§ **Text section**:
Compared to conventional fuel (gas, diesel etc.), hydrogen used for transport is still relatively small, with only a countable number of dispensaries distributed over large geographical areas in countries where HFVs have been introduced commercially [22,23]. In countries where HFVs are still being introduced, there are few to no such facilities present. In fact, several papers have established the impact of adequate refuelling stations/infrastructure on the adoption/penetration of HFVs [24,25,26,27,28,29]. This paper proposes a model to predict or ‘count’ the number of refuelling trips taken by a vehicle user considering factors such as temperature, precipitation, and day of the month (time of year). Unlike other papers that only consider the travel time to a refuelling station [16], the novelty of the proposed model is the capability to predict how many times a vehicle would travel a typical distance to fuel up within certain weather conditions for any given day in the year. The proposed model integrates complex Poisson modelling and will be implemented through an algorithm. Although various modelling methodologies such as the hidden Markov model and Monte Carlo simulations were reviewed and considered, this approach was considered the most suitable in terms of the nature of the model prediction required as counts are used as input data. Another possible model considered was the Markov model which has been used for the prediction of driver and refuelling behaviour in several studies [30]. However, this paper preferred the use of the Poisson regression model to predict future data as it allows for more complexity when compared to the Markov approach.

§ **Provided data**:
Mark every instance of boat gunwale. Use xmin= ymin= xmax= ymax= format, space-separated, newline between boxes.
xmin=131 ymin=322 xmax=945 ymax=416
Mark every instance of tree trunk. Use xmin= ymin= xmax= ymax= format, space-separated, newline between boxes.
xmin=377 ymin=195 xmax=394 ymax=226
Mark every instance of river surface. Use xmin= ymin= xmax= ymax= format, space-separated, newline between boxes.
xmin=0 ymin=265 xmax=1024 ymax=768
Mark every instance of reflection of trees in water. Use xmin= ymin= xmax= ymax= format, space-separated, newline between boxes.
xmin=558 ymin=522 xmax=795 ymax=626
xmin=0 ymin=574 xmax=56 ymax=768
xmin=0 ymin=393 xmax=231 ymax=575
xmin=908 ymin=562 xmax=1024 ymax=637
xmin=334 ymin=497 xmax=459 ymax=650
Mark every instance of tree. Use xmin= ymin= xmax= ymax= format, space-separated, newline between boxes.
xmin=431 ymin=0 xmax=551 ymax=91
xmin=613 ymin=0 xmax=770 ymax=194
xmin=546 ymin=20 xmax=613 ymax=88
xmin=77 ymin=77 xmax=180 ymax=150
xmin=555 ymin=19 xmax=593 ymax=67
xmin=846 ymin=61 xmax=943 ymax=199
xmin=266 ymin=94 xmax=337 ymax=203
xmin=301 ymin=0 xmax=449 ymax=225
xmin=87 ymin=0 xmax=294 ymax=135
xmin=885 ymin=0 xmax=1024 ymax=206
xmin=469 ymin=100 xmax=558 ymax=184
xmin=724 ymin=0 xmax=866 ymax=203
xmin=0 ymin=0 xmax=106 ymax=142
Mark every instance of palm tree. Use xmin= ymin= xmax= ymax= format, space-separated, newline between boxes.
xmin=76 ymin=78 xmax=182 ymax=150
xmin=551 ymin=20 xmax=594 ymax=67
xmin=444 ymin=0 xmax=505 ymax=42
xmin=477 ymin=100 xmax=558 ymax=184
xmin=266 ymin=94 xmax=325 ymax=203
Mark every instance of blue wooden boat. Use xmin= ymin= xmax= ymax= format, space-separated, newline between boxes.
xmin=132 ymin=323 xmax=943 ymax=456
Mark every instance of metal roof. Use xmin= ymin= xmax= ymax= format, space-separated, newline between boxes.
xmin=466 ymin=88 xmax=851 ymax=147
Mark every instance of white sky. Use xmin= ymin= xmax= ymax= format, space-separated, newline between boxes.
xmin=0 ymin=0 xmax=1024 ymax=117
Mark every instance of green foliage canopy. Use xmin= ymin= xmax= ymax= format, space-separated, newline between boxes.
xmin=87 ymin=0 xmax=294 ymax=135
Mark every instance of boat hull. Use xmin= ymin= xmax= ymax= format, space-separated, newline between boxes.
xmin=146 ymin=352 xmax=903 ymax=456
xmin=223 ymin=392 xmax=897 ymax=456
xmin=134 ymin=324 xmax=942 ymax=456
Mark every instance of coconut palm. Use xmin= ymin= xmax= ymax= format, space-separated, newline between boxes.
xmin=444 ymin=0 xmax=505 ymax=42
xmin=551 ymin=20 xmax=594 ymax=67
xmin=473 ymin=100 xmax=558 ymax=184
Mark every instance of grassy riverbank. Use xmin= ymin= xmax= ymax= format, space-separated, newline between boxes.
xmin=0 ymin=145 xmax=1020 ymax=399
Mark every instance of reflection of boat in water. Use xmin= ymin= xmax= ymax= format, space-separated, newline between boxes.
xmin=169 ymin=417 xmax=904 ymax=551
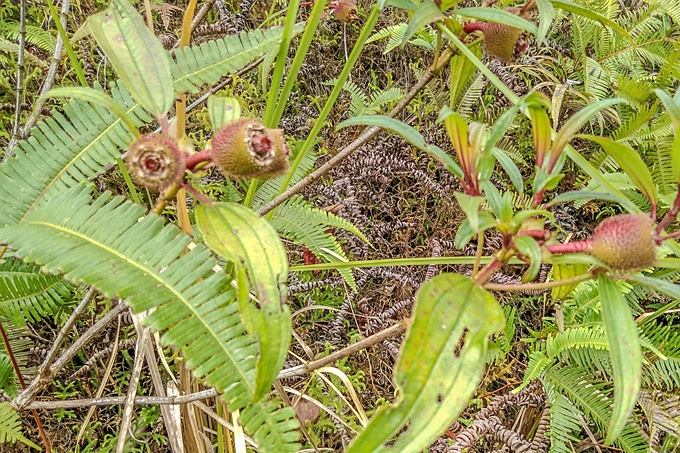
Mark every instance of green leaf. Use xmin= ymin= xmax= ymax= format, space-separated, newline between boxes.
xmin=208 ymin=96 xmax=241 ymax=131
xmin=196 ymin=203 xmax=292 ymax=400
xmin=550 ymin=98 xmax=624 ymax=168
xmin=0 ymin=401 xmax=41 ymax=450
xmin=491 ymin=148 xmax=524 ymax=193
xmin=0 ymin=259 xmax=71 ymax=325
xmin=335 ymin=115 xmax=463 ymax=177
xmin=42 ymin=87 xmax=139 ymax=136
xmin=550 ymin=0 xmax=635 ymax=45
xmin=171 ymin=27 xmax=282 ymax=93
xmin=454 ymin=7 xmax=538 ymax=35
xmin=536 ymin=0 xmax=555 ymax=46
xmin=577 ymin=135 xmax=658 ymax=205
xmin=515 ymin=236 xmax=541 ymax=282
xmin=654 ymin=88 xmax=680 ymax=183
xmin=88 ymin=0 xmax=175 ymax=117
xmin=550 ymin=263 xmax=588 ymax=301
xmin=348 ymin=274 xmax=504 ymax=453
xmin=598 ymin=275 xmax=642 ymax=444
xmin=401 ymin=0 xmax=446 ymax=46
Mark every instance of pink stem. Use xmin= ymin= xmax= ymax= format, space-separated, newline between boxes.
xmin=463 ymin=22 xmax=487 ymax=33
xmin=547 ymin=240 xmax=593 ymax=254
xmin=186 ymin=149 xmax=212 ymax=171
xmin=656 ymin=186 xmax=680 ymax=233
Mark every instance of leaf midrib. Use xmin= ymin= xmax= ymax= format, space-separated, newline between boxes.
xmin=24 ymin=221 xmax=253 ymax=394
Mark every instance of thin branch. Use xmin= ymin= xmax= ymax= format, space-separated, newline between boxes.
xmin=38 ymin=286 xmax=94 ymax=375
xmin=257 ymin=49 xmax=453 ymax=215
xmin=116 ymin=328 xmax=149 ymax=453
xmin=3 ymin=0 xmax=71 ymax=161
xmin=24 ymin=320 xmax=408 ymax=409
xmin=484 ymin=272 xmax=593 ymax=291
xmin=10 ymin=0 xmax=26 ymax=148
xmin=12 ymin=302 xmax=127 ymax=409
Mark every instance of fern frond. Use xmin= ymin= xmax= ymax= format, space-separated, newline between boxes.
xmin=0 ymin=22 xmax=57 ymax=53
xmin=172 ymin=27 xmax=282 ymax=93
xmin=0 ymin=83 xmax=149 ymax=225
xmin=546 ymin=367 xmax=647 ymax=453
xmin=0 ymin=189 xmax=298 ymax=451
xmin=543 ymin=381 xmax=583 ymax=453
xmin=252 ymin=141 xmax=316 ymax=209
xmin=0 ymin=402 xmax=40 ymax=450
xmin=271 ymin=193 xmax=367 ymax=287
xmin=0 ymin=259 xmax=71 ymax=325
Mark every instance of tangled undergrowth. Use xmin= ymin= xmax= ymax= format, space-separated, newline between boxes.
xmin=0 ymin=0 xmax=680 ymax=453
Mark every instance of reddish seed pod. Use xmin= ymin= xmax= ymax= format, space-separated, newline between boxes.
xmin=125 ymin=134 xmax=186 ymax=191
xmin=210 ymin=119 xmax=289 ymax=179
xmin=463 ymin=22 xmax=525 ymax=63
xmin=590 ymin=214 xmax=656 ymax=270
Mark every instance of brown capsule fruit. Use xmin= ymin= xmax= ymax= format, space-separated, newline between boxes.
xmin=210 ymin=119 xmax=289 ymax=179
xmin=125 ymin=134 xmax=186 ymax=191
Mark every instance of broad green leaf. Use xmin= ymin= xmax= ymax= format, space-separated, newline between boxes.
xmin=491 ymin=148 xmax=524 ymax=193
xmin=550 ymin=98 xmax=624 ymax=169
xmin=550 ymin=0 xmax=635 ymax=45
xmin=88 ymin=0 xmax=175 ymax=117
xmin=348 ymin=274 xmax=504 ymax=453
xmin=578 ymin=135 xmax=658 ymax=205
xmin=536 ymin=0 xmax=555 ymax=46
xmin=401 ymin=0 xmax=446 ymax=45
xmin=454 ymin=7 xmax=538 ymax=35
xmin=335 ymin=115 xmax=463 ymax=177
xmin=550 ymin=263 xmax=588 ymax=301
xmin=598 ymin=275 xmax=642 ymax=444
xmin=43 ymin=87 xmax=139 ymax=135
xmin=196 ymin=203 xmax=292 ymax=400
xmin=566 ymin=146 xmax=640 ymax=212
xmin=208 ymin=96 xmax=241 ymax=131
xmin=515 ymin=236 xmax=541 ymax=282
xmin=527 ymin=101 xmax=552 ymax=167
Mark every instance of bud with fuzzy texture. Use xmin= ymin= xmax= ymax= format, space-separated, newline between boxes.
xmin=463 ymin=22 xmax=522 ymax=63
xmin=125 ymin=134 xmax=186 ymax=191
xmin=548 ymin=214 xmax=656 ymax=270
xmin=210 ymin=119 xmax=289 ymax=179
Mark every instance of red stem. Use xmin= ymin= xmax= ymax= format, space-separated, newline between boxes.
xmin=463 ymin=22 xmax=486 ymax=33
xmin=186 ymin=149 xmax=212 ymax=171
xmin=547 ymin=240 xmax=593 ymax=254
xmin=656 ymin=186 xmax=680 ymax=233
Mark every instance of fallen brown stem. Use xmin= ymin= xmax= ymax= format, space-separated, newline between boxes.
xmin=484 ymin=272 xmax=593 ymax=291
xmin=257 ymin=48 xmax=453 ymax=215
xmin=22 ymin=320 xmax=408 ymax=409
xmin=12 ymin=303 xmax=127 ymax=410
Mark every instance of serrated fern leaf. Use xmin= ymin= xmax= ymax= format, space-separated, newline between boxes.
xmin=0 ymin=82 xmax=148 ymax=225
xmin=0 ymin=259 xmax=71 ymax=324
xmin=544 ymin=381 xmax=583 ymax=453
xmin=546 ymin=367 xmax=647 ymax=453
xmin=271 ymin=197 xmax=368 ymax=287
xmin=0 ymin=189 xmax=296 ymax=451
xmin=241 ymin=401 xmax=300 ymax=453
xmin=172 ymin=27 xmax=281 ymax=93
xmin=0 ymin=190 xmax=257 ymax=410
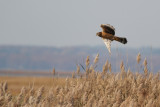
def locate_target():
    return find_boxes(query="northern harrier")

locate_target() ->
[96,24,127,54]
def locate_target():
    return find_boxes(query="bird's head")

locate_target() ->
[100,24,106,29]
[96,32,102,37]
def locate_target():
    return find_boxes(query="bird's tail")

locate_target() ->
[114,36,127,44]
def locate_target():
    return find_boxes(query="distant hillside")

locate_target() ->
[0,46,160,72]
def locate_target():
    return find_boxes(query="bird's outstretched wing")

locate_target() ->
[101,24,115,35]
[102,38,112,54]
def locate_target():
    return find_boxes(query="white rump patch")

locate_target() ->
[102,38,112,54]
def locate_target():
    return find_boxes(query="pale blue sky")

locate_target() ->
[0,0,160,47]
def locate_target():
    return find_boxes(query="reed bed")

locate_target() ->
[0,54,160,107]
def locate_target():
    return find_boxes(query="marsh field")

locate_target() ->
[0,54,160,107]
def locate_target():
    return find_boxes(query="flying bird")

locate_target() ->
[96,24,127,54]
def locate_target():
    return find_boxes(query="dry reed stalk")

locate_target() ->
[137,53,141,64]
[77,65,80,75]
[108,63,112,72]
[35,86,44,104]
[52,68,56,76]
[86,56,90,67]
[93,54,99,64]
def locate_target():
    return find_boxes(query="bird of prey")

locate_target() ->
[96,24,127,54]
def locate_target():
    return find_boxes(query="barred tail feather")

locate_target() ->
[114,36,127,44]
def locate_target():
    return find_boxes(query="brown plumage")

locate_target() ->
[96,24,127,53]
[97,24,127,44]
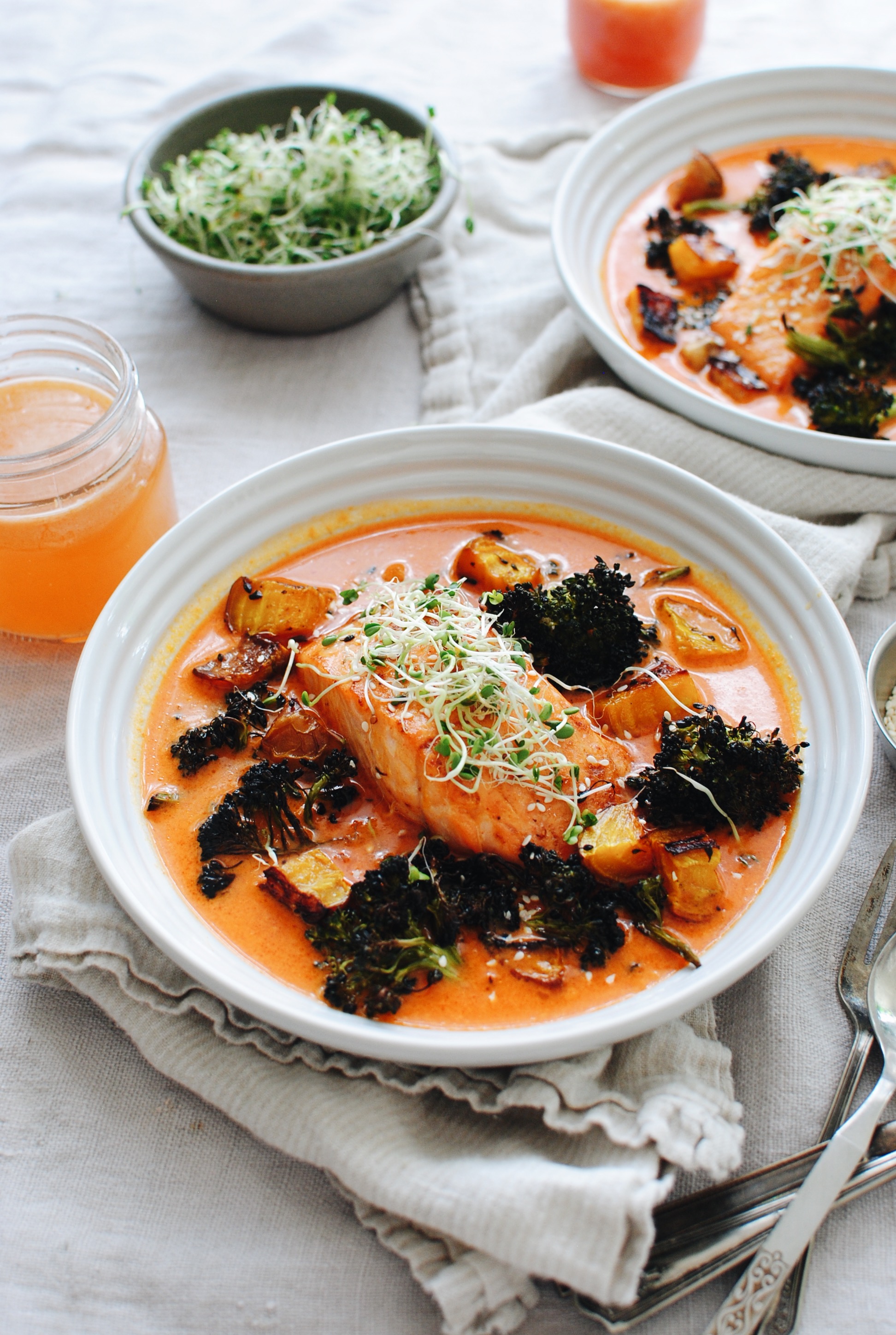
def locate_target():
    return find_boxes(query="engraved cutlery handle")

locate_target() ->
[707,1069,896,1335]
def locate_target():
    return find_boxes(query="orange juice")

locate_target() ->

§ **Work instructions**: Pick up the text on predicting hydrogen refueling trips right after its final sentence and keep it going. The records aren't needed for anything here.

§ **Answer to this exercise**:
This paper’s contributions include:

Adaption and testing of an algorithm for predicting driving trip to advise the refuelling behaviour.
Prediction of refuelling trips or trip counts considering weather patterns and day of the month.

2. Methodology

The regression model aims to predict the number of trips counts for refuelling on any given day, and in any weather condition, by using a set of regression variables from the data gathered, namely, day, day of the week, month, high temperature, low temperature, and precipitation to ‘explain’ the variance in the observed trip counts. The data set used to set up this model comes from the New York Count (NYC) open database where the count for trips by distance (only driving data/trips) in NYC county, specifically for the year 2019 is considered. Data are required to develop this model and the NYC database was used since it is readily available and vaster compared to the data available on the South African trip counts. It should be understood that, if such data become available in South Africa, then these data will be used in the prediction model and the South African situation analysed.

The methodology followed to prove the model and accuracy of the outputs obtained is detailed in Section 2.1 and Section 2.2 below.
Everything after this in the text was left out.